_Problems_
- 1) In the comment thread, condense the paragraph beginning "I think our society needs to revisit ideas" into a shorter version that keeps its main points.
- 2) Reproduce everything in the comment thread from "The problem is" down to "mitigation and infrastructure.".

_Excerpt to read_
* BEGIN *

In the dawn of the web, one of my favorite websites was despair.com.

I laughed at the sarcastic cynicism and sendups of corporate culture.

Then they rocked my world with a poster of a drop of water falling into a larger body of water with the text: "No single raindrop believes it is to blame for the flood" and the title "Irresponsibility".

Still available apparently, with the base idea being clearly more true than ever.

The problem is group actions require group solutions. I can go vegetarian and live a zero impact life, but the flood will still come unless we invest in mitigation and infrastructure.

spenrose 5 years ago

Source paper: https://www.nature.com/articles/s41467-021-24487-w

abeppu 5 years ago

I think our society needs to revisit ideas about not just collective responsibility, but collective guilt. Any one of us struggles to see living our normal carbon-intensive lives as an act of violence, but the consequences are nevertheless deadly. We've understood many of the impacts of our behavior for decades, but our carbon intensive activities only intensified.

At what point can we talk about collective guilt, and appropriate measures of a justice system? At what point do we say that, like PG&E killed a couple of towns, that a larger collective like a country or group of countries has killed people?

* END *

[Items for segmentation labeling]

* BEGIN *

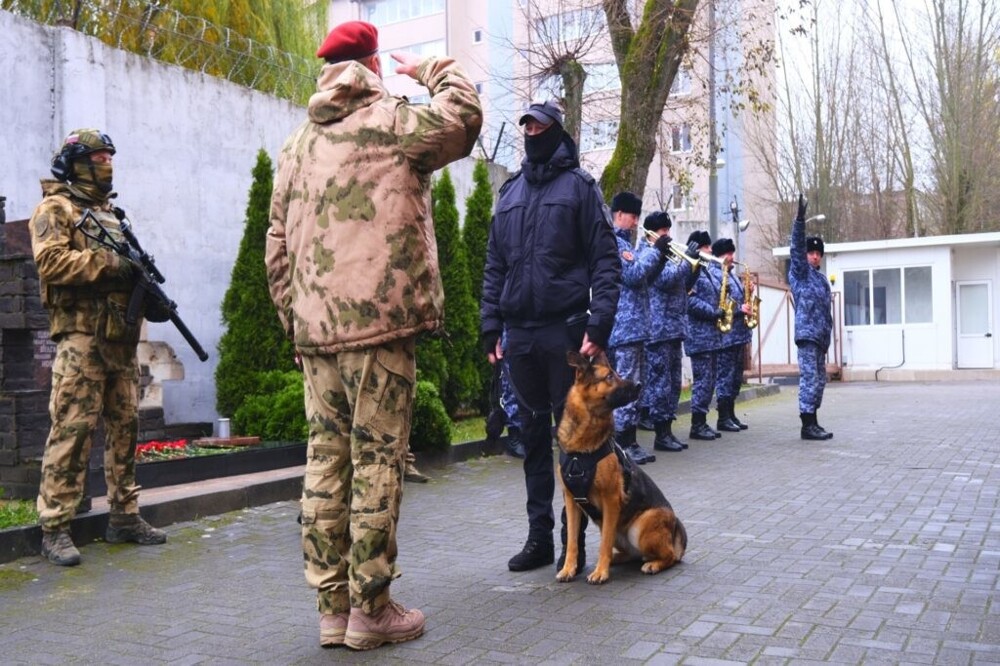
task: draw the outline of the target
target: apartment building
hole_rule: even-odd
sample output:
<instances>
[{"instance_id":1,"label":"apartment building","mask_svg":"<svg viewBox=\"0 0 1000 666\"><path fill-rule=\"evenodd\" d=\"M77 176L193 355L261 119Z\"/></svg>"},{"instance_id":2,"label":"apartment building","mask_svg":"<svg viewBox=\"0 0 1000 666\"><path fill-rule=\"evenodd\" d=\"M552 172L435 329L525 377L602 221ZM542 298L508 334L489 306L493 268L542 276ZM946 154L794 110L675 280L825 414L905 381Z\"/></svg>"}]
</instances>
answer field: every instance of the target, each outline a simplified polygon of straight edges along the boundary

* END *
* BEGIN *

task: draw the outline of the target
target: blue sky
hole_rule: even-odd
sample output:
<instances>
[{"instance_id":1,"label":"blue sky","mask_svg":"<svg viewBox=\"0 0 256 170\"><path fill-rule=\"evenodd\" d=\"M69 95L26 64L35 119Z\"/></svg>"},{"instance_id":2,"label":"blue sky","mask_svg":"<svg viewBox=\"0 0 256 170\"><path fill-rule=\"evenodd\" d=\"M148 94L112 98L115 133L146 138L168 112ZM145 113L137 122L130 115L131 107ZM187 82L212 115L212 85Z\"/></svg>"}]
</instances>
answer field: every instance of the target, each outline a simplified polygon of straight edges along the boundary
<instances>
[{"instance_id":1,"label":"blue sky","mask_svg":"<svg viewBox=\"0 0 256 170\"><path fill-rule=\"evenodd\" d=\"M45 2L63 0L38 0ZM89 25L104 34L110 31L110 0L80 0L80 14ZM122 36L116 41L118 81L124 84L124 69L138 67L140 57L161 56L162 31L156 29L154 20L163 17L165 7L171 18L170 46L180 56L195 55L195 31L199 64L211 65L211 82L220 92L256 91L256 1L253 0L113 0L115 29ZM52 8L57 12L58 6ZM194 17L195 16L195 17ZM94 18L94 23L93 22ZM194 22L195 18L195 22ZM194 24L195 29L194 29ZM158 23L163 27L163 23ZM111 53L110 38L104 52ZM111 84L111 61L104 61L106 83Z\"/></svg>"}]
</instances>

* END *

_Expected answers_
- 1) Society should reconsider both collective responsibility and collective guilt. People rarely see their ordinary carbon-intensive lives as violent, though the consequences are deadly. The impacts have been understood for decades, yet carbon-intensive activity has only increased.

- 2)
The problem is group actions require group solutions. I can go vegetarian and live a zero impact life, but the flood will still come unless we invest in mitigation and infrastructure.